### BRIEF
How many lines in the records contain the string "window"? Matching is case-sensitive. Reply with the number only.

### RECORDS FOR THIS EXERCISE
================

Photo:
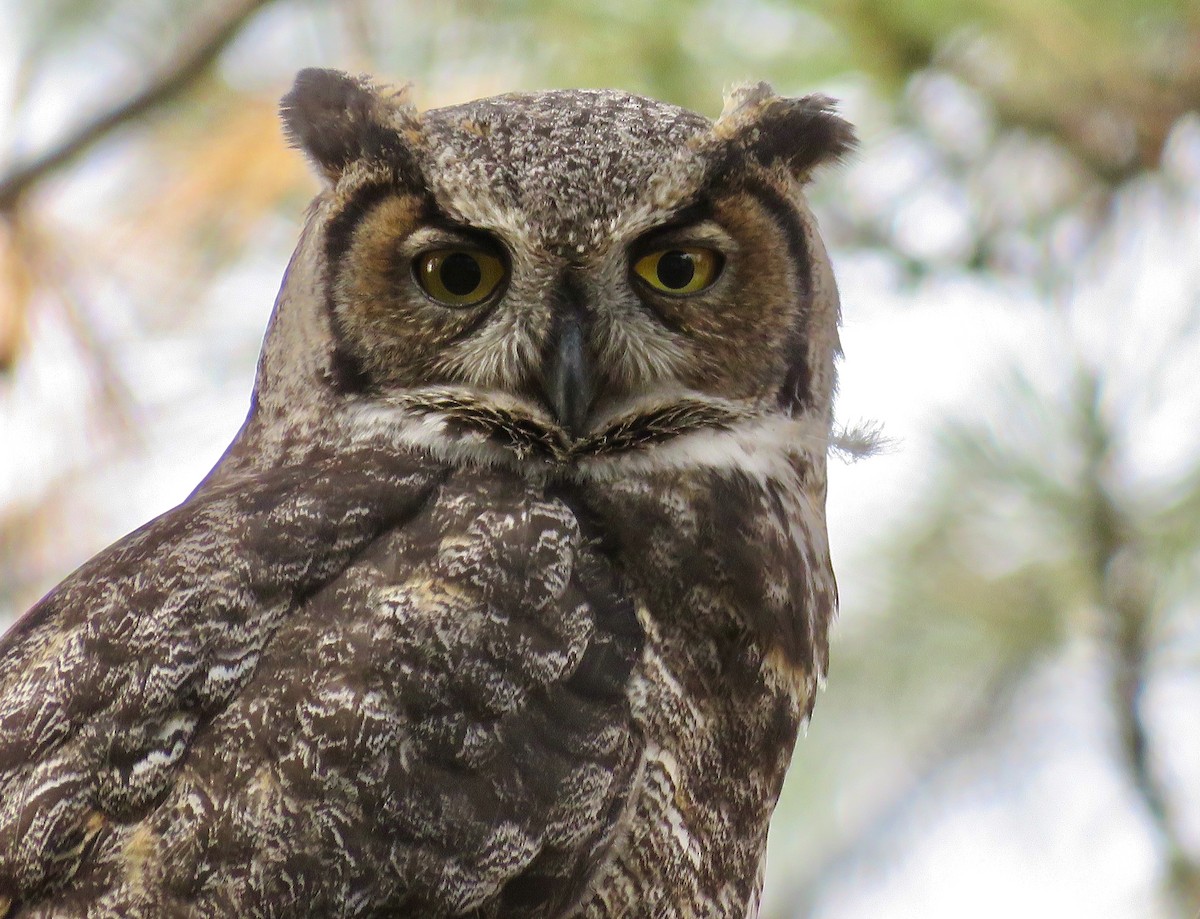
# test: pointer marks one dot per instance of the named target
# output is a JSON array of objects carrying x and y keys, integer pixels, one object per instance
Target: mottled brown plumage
[{"x": 497, "y": 606}]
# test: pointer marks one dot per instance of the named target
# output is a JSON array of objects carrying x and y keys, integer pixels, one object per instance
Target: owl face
[{"x": 579, "y": 258}]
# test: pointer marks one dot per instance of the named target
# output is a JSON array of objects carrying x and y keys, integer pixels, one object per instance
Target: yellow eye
[
  {"x": 685, "y": 270},
  {"x": 459, "y": 276}
]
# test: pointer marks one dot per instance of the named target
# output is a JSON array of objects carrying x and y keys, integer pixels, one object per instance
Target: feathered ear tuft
[
  {"x": 799, "y": 133},
  {"x": 337, "y": 120}
]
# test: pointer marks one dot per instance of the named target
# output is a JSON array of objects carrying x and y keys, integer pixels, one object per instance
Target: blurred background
[{"x": 1012, "y": 722}]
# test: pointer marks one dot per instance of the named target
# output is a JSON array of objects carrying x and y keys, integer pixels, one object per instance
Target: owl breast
[{"x": 714, "y": 564}]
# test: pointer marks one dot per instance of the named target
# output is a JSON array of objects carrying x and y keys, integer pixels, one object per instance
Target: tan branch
[{"x": 192, "y": 60}]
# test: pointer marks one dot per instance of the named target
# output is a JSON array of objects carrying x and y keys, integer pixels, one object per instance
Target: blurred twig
[
  {"x": 1125, "y": 596},
  {"x": 211, "y": 35},
  {"x": 927, "y": 766}
]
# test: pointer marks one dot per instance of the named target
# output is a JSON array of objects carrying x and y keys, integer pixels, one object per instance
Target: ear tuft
[
  {"x": 337, "y": 119},
  {"x": 799, "y": 133}
]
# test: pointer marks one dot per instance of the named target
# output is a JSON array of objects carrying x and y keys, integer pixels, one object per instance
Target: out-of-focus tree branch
[
  {"x": 1125, "y": 598},
  {"x": 211, "y": 35}
]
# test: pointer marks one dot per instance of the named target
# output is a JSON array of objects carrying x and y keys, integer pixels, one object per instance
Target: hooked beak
[{"x": 568, "y": 373}]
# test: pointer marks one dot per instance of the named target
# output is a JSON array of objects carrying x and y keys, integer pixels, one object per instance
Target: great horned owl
[{"x": 511, "y": 593}]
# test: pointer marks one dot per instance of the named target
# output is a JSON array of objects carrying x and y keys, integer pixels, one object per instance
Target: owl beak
[{"x": 568, "y": 374}]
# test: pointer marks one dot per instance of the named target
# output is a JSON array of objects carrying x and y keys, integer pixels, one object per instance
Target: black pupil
[
  {"x": 676, "y": 269},
  {"x": 461, "y": 274}
]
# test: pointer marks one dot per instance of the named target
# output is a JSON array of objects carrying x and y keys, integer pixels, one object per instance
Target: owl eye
[
  {"x": 681, "y": 271},
  {"x": 459, "y": 276}
]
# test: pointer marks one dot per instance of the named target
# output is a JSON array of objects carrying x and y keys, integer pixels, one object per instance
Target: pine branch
[{"x": 211, "y": 36}]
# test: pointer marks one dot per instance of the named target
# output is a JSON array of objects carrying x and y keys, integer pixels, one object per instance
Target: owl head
[{"x": 557, "y": 275}]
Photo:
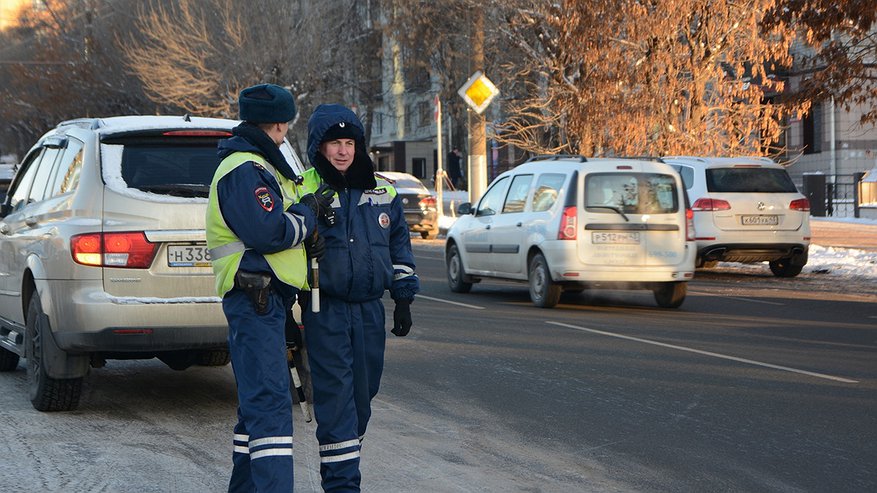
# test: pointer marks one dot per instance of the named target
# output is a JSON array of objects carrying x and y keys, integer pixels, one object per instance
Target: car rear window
[
  {"x": 169, "y": 168},
  {"x": 639, "y": 193},
  {"x": 408, "y": 183},
  {"x": 761, "y": 180}
]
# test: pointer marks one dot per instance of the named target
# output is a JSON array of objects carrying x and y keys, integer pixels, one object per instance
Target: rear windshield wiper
[
  {"x": 613, "y": 209},
  {"x": 178, "y": 189}
]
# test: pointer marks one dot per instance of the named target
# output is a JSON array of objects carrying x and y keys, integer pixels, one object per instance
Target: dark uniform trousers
[
  {"x": 346, "y": 343},
  {"x": 262, "y": 455}
]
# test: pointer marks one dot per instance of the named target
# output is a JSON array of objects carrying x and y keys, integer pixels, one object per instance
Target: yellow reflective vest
[{"x": 227, "y": 250}]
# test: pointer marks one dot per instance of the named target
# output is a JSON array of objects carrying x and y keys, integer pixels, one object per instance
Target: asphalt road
[{"x": 754, "y": 384}]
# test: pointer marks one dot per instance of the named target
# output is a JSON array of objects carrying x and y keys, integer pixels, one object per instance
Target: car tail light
[
  {"x": 567, "y": 230},
  {"x": 802, "y": 205},
  {"x": 130, "y": 250},
  {"x": 710, "y": 205},
  {"x": 689, "y": 225}
]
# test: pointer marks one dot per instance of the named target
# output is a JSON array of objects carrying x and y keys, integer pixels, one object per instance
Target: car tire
[
  {"x": 219, "y": 357},
  {"x": 670, "y": 294},
  {"x": 456, "y": 273},
  {"x": 47, "y": 394},
  {"x": 8, "y": 360},
  {"x": 785, "y": 268},
  {"x": 544, "y": 292}
]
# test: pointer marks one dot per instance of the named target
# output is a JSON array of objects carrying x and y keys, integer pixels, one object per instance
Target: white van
[{"x": 572, "y": 223}]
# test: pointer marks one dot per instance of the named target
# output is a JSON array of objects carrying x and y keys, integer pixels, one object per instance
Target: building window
[
  {"x": 379, "y": 123},
  {"x": 812, "y": 129},
  {"x": 418, "y": 167},
  {"x": 425, "y": 111}
]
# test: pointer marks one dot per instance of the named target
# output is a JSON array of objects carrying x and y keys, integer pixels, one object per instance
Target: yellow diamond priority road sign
[{"x": 478, "y": 92}]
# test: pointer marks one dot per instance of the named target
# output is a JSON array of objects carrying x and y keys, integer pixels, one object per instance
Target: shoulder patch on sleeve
[{"x": 264, "y": 197}]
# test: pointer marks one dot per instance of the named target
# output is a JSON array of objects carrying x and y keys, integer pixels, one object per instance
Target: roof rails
[
  {"x": 87, "y": 123},
  {"x": 703, "y": 159},
  {"x": 557, "y": 157},
  {"x": 642, "y": 158}
]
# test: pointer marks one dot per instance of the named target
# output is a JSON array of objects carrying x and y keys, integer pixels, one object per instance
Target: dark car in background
[{"x": 420, "y": 205}]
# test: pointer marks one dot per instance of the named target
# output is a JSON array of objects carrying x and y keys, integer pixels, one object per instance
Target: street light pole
[{"x": 440, "y": 172}]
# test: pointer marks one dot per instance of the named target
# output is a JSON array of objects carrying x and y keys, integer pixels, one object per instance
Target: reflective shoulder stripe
[{"x": 227, "y": 249}]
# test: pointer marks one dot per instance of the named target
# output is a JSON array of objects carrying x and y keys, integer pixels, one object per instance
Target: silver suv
[
  {"x": 746, "y": 209},
  {"x": 103, "y": 252}
]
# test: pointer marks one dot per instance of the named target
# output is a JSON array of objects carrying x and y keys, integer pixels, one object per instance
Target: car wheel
[
  {"x": 214, "y": 358},
  {"x": 670, "y": 294},
  {"x": 544, "y": 292},
  {"x": 456, "y": 273},
  {"x": 46, "y": 393},
  {"x": 8, "y": 360}
]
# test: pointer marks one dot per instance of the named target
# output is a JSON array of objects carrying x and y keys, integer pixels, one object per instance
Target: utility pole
[{"x": 477, "y": 176}]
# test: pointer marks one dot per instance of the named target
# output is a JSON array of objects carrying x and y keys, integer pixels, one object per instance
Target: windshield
[
  {"x": 409, "y": 183},
  {"x": 762, "y": 180}
]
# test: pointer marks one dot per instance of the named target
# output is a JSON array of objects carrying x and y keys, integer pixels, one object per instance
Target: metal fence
[{"x": 837, "y": 199}]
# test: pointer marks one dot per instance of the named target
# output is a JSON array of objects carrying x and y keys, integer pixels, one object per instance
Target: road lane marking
[
  {"x": 706, "y": 353},
  {"x": 464, "y": 305},
  {"x": 701, "y": 293}
]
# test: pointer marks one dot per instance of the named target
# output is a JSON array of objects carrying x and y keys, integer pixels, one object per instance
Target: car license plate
[
  {"x": 188, "y": 256},
  {"x": 761, "y": 220},
  {"x": 626, "y": 238}
]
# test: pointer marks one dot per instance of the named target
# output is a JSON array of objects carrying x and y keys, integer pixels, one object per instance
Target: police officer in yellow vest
[
  {"x": 257, "y": 231},
  {"x": 368, "y": 252}
]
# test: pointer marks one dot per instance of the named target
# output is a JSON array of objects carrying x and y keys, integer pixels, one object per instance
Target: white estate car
[
  {"x": 571, "y": 223},
  {"x": 746, "y": 209},
  {"x": 103, "y": 252}
]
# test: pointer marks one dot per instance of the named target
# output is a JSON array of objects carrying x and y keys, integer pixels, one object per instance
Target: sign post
[
  {"x": 440, "y": 172},
  {"x": 477, "y": 92}
]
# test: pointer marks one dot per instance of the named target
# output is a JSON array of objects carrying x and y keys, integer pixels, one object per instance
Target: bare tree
[
  {"x": 841, "y": 62},
  {"x": 61, "y": 62},
  {"x": 628, "y": 77},
  {"x": 196, "y": 56}
]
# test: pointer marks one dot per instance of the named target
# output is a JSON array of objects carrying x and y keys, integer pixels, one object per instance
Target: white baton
[{"x": 315, "y": 286}]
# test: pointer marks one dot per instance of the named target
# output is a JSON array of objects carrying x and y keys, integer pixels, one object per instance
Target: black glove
[
  {"x": 320, "y": 203},
  {"x": 315, "y": 246},
  {"x": 402, "y": 318}
]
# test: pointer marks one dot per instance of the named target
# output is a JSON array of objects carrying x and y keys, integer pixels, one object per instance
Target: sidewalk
[{"x": 841, "y": 233}]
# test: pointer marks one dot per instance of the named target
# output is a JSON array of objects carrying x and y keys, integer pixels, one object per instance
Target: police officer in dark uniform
[
  {"x": 368, "y": 251},
  {"x": 257, "y": 229}
]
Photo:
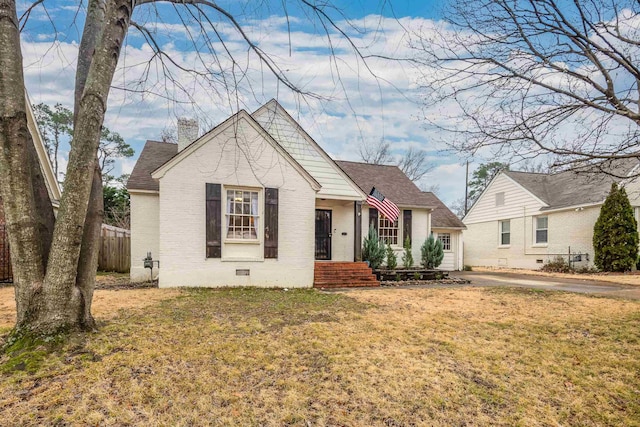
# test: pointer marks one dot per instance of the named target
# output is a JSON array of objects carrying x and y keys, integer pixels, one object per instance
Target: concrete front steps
[{"x": 329, "y": 274}]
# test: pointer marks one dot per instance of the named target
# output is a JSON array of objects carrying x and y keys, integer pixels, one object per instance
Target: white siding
[
  {"x": 566, "y": 229},
  {"x": 516, "y": 201},
  {"x": 239, "y": 156},
  {"x": 310, "y": 158},
  {"x": 145, "y": 226}
]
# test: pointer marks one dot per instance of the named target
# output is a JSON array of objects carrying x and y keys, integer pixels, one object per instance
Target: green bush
[
  {"x": 373, "y": 249},
  {"x": 615, "y": 235},
  {"x": 432, "y": 253},
  {"x": 407, "y": 256},
  {"x": 392, "y": 258},
  {"x": 557, "y": 265}
]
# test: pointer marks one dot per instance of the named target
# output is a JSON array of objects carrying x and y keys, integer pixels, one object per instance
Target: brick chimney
[{"x": 187, "y": 132}]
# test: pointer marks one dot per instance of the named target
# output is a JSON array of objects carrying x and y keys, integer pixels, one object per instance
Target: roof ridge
[{"x": 368, "y": 164}]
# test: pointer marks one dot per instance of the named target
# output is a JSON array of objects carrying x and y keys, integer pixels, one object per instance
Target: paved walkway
[{"x": 583, "y": 286}]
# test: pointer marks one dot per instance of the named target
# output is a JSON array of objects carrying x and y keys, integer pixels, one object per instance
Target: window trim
[
  {"x": 536, "y": 243},
  {"x": 501, "y": 233},
  {"x": 225, "y": 227},
  {"x": 398, "y": 228},
  {"x": 438, "y": 235}
]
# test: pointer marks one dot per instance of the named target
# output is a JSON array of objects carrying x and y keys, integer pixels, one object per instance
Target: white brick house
[
  {"x": 523, "y": 220},
  {"x": 253, "y": 202}
]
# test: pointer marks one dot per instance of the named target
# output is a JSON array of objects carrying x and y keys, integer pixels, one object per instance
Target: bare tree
[
  {"x": 54, "y": 266},
  {"x": 457, "y": 207},
  {"x": 536, "y": 76},
  {"x": 412, "y": 162},
  {"x": 376, "y": 153},
  {"x": 169, "y": 134}
]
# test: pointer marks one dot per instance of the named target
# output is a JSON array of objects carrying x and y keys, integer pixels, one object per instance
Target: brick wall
[{"x": 236, "y": 157}]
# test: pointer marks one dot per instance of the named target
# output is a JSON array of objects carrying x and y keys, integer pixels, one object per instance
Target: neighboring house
[
  {"x": 523, "y": 219},
  {"x": 255, "y": 201},
  {"x": 52, "y": 187}
]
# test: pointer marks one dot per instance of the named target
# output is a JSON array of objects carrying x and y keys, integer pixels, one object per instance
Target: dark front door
[{"x": 323, "y": 234}]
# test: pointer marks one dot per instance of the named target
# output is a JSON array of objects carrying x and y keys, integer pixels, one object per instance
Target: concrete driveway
[{"x": 549, "y": 283}]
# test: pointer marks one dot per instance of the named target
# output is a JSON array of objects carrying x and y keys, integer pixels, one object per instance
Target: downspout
[{"x": 524, "y": 230}]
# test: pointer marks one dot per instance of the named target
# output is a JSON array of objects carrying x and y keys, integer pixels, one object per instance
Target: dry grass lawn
[
  {"x": 106, "y": 303},
  {"x": 438, "y": 357}
]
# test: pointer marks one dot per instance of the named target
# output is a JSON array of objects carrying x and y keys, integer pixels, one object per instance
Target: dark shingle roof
[
  {"x": 389, "y": 180},
  {"x": 568, "y": 188},
  {"x": 153, "y": 155},
  {"x": 442, "y": 217}
]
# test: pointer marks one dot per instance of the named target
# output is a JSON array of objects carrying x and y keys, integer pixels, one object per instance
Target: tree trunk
[
  {"x": 16, "y": 179},
  {"x": 48, "y": 302},
  {"x": 90, "y": 250}
]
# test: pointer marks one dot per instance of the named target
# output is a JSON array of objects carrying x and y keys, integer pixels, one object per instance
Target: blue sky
[{"x": 357, "y": 105}]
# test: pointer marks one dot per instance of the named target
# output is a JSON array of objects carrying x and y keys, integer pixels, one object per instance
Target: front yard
[{"x": 372, "y": 358}]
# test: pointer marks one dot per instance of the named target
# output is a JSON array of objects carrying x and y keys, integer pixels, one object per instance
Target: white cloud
[{"x": 358, "y": 104}]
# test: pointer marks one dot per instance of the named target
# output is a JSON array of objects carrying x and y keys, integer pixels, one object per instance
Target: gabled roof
[
  {"x": 153, "y": 155},
  {"x": 51, "y": 181},
  {"x": 299, "y": 144},
  {"x": 389, "y": 180},
  {"x": 441, "y": 216},
  {"x": 241, "y": 115},
  {"x": 565, "y": 189}
]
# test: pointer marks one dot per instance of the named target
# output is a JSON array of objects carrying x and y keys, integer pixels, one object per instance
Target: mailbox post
[{"x": 148, "y": 263}]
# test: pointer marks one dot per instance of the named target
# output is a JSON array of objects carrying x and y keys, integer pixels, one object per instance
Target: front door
[{"x": 323, "y": 234}]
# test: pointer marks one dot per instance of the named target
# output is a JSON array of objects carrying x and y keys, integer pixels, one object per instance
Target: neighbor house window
[
  {"x": 242, "y": 215},
  {"x": 445, "y": 238},
  {"x": 387, "y": 230},
  {"x": 542, "y": 229},
  {"x": 505, "y": 232}
]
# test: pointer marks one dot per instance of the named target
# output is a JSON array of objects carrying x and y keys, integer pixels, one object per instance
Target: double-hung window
[
  {"x": 445, "y": 238},
  {"x": 505, "y": 233},
  {"x": 242, "y": 215},
  {"x": 387, "y": 230},
  {"x": 542, "y": 229}
]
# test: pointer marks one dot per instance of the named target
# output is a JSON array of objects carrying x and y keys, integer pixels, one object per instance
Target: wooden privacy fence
[{"x": 115, "y": 249}]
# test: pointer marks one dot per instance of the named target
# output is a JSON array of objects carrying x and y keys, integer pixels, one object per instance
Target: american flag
[{"x": 385, "y": 206}]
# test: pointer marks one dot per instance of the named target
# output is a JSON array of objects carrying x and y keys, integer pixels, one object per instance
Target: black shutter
[
  {"x": 214, "y": 221},
  {"x": 373, "y": 218},
  {"x": 406, "y": 226},
  {"x": 271, "y": 223},
  {"x": 357, "y": 231}
]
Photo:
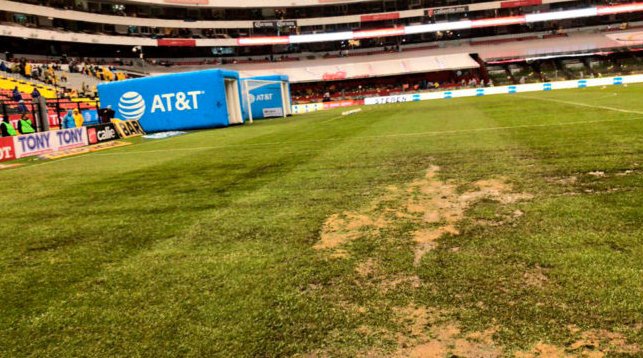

================

### SOLUTION TO THIS TASK
5